**THINGS TO DO**
(a) Repeat, word for word, the passage of the DTAC abstract from "Methods: The DTAC" to "from this analysis.".
(b) List every field label in the bibliographic header of the DTAC abstract, the part preceding its Background paragraph.
(c) Answer these questions from the DTAC abstract:
(i) In which city and province was the conference held?
(ii) Over what span of years were the reviewed cases reported?
(iii) How many recipients of infections from pyogenic bacteria expired?

**EXCERPTED TEXT**
------
|Title||Donor Derived Bacterial Infections: Report From the Disease Transmission Advisory Committee (DTAC)|
|Publication Type||Conference Paper|
|Year of Publication||2010|
|Authors||Blumberg E, Green M, Covington SG, Taranto S, Taylor K, Parker K, Chin-Hong P, DiMaio M, Gockerman JP, Green M, Hasz R, Kubak B, Lebovitz D, Pruett T, Smith A, Teperman L, Vasudev B, Nalesnik M, Ison MG|
|Conference Name||48th Annual Meeting of the Infectious Diseases Society of America. Vancouver, British Columbia. October 21 – 24, 2010|
Background: Donor derived bacterial infections (DDBI) are an uncommon but serious complication of organ transplantation, potentially resulting in allograft loss & patient death.
Methods: The DTAC database was reviewed for cases of potential DDBI reported from 2006 to 2009. Cases were analyzed for bacterial pathogen, culture site & risk for infection, organs transplanted, antimicrobials, as well as allograft and patient outcomes. Mycobacterial infections were excluded from this analysis.
Results: 38 cases of potential DDBI were reported to DTAC. 14 cases of infection resulted in 25 recipients with transmitted DDBI. 2 donors with Ehrlichia resulted in 2/3 recipient transmission; all survived. 1 case of Legionella possibly transmitted infection to 1/6 recipients (lung only). 11 donors with pyogenic bacteria transmitted infections to 22 recipients (see Table 1); none of the affected recipients received appropriate antibiotic prophylaxis. 8 recipients expired, 2 others lost grafts; mycotic aneurysms, were common, especially with Gram negative infection. There were 16 donors with bacterial infections that did not result in transmission to 34 recipients (including 6 from pyogenic bacteria, 6 with syphilis) following receipt of appropriate antibiotics.
------
**INPUT DATA**
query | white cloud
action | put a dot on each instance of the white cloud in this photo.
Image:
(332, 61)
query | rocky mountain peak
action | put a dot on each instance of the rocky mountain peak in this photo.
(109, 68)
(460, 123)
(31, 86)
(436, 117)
------
**WRITTEN RESPONSES**
(a)
Methods: The DTAC database was reviewed for cases of potential DDBI reported from 2006 to 2009. Cases were analyzed for bacterial pathogen, culture site & risk for infection, organs transplanted, antimicrobials, as well as allograft and patient outcomes. Mycobacterial infections were excluded from this analysis.

(b)
Title
Publication Type
Year of Publication
Authors
Conference Name

(c)
(i) Vancouver, British Columbia
(ii) 2006 to 2009
(iii) 8